-- start TEXT EXTRACT --

Michael McKell (born 10 February 1959, in Bethnal Green, London) is an English actor. He is best known for playing Inspector Trevor Hands in Murder Investigation Team (2003-2005), Dr. Nick West in Doctors (2006-2008) and DS Nicholas "Nick" Henshall in Emmerdale (2008-2011).

Television 
McKell is best known for appearing in two British soap operas, Doctors, in which he played Dr. Nick West from 2006 until the character was run over and killed in 2008, and Emmerdale, in which he has played DC Nick Henshall over two separate periods from 2008 to 2011, until the character committed suicide. He has also appeared in a third soap opera, EastEnders as the hitman Carter who supposedly killed Paul Trueman under the orders of Andy Hunter. For his role as Nick in Doctors, McKell received nominations for Sexiest Male at the 2006, 2007 and 2008 British Soap Awards. His exit storyline later saw a nomination at the 2009 ceremony.

He is also known for playing D.S./D.I. Trevor Hands in two seasons of the ITV drama Murder Investigation Team, two seasons of Channel 4's Totally Frank and the BBC One series Blessed, playing Ronnie, a Jaggeresque musician. He came to prominence in the mid-1990s as the character Tony in a series of British television commercials for the Peugeot 106 car, alongside Julie Graham and Annie Dunkley. He was the face of Ancestry in their national campaign 2019.

-- end TEXT EXTRACT --
-- start RECORDS SHOWN --

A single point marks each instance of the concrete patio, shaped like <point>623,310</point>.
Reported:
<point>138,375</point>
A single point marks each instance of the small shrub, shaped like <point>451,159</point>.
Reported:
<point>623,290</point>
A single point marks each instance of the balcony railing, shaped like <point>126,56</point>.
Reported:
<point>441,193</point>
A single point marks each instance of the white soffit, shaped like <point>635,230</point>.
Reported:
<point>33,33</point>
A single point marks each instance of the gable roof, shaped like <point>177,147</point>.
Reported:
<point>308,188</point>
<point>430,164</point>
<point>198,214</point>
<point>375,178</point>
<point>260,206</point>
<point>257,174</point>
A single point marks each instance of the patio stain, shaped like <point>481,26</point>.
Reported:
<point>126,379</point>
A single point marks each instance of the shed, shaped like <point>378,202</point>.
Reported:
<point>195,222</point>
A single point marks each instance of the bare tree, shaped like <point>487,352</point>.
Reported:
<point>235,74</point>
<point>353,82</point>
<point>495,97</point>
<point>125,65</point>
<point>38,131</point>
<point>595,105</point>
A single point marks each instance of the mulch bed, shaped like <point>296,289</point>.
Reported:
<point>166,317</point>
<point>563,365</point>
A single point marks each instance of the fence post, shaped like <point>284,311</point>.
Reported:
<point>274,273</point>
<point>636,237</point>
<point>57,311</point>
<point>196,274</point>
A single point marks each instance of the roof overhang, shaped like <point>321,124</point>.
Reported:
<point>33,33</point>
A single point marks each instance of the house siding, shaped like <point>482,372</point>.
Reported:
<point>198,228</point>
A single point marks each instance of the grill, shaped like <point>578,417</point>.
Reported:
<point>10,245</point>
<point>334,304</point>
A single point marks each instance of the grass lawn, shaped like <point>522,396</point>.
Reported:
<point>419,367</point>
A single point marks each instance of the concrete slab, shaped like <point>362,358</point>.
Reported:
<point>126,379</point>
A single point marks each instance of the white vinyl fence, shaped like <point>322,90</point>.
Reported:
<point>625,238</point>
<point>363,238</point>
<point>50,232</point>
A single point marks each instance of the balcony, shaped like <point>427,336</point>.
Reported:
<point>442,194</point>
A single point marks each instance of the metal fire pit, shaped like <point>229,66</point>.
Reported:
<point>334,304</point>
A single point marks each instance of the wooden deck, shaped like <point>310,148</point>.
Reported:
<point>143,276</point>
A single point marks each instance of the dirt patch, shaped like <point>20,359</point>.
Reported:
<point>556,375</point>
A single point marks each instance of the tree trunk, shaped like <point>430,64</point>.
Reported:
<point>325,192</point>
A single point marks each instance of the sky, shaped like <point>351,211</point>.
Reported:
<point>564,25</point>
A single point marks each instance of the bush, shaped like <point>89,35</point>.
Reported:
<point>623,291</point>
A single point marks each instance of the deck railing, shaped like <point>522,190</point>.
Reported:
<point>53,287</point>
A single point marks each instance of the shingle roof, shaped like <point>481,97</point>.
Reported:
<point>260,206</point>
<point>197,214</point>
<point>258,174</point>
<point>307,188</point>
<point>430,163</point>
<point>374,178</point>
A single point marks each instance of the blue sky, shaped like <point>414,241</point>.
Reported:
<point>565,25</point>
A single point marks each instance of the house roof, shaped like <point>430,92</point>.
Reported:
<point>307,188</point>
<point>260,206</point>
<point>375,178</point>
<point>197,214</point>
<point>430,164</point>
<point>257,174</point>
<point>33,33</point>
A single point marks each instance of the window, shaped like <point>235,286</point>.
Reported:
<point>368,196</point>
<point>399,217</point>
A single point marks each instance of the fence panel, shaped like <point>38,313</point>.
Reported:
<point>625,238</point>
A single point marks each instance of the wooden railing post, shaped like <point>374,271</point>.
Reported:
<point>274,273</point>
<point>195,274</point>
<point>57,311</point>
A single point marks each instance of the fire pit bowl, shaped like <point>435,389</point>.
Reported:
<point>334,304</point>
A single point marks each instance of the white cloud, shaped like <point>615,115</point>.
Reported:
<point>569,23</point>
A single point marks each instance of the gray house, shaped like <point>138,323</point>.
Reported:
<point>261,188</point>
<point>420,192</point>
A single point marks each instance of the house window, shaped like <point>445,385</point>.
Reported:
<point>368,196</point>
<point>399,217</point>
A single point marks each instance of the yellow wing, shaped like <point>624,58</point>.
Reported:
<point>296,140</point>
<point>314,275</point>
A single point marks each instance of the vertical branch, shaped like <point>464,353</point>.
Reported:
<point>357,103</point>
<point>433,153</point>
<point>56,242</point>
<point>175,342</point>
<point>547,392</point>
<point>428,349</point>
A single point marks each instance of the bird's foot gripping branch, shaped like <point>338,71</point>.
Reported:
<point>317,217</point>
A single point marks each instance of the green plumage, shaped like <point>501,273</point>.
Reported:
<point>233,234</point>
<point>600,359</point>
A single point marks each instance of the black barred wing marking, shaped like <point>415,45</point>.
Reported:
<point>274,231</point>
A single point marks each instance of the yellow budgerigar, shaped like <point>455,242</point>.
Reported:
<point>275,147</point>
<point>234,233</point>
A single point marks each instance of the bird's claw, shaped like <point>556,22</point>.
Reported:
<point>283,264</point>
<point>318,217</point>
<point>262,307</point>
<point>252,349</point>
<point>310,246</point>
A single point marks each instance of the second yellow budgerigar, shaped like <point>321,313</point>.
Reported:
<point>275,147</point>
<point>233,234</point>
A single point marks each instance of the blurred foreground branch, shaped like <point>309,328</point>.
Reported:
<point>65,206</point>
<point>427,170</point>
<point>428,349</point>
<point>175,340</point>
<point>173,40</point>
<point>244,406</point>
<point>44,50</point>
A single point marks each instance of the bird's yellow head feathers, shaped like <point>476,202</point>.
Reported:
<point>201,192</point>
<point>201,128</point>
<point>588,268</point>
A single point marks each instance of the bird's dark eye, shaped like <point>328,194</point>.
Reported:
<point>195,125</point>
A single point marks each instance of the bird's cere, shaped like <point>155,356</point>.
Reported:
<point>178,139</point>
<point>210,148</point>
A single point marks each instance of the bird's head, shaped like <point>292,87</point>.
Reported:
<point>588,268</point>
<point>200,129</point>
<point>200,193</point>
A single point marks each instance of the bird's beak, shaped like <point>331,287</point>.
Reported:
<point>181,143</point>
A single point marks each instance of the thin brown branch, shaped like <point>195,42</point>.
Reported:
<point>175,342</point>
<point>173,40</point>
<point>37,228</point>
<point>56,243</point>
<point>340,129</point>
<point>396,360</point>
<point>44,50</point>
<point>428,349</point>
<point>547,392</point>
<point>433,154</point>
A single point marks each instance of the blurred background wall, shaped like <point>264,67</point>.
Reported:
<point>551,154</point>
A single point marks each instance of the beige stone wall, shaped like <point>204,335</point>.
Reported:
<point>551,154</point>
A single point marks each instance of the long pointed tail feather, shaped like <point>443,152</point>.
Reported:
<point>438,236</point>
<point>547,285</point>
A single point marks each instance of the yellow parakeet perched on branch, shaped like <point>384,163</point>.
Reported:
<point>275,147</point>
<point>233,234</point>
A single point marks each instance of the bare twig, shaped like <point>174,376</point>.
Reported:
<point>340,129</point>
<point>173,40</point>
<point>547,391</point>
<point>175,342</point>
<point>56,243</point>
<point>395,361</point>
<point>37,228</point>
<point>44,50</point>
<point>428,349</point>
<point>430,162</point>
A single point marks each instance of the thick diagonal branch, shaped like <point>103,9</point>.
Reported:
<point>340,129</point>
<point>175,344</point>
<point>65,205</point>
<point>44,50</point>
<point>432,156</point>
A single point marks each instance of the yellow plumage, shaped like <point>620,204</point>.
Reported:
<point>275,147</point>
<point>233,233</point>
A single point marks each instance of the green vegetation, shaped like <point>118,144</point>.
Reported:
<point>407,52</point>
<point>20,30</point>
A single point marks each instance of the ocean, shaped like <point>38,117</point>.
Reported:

-- end RECORDS SHOWN --

# GIVEN REQUEST A
In the biography of Michael McKell, which character did he play in the series of British television commercials for the Peugeot 106?
# GIVEN REQUEST B
Resume the biography of Michael McKell after its final sentence.
These records were drawn from a separate source.

# EXERCISE RESPONSE A
Tony

# EXERCISE RESPONSE B
He appeared in the final episode of BBC2's  Cradle to Grave in October 2015. Most recently appeared in ITV drama Vera 2019.

He appeared in an episode of BBC afternoon drama-comedy Shakespeare & Hathaway: Private Investigators entitled The Rascal Cook, in which he played Len Tekler. The episode first aired on 8 March 2018 and was repeated on 21 March 2019.

Film   
McKell starred in the cult film Essex Boys alongside Sean Bean as drug dealer Wayne Lovell. Other films include Beneath Still Waters,  Act's Of Godfrey, The Low Down, Blood, Bar, Death, Freight, Shouting Men, Outpost: Rise of the Spetsnaz, Hatton Garden: the Heist, and Who Needs Enemies.

He has appeared in over 30 films, including Allied with Brad Pitt and Where Hands Touch, directed by Amma Asante. McKell co-produced and starred in Winter Ridge. The Guard Of Auschwitz, Abatement, 13 Graves, Once Upon A Time In London, Pentagram, The Angel Of Auschwitz and Irish Stand Down, were all released in 2019. 2019's Lucas & Albert features Michael's daughter Claudia Grace McKell, who herself is a director for her first film Just A Girl. 

Recently, Mckell played the titular roles in Steve Lawson's 2021 film Jekyll and Hyde, and appeared in 2022's Prizefighter with Matt Hookings, Ray Winstone and Russell Crowe.

Theatre 
From January to July 2015, McKell co-starred with Tina Hobley, Jamie Lomas, Rik Makarem and Gray O'Brien in a nationwide touring production of  Peter James's  Dead Simple.

In September/October 2015, McKell appeared with Nick Moran in Roaring Trade at The Park Theatre.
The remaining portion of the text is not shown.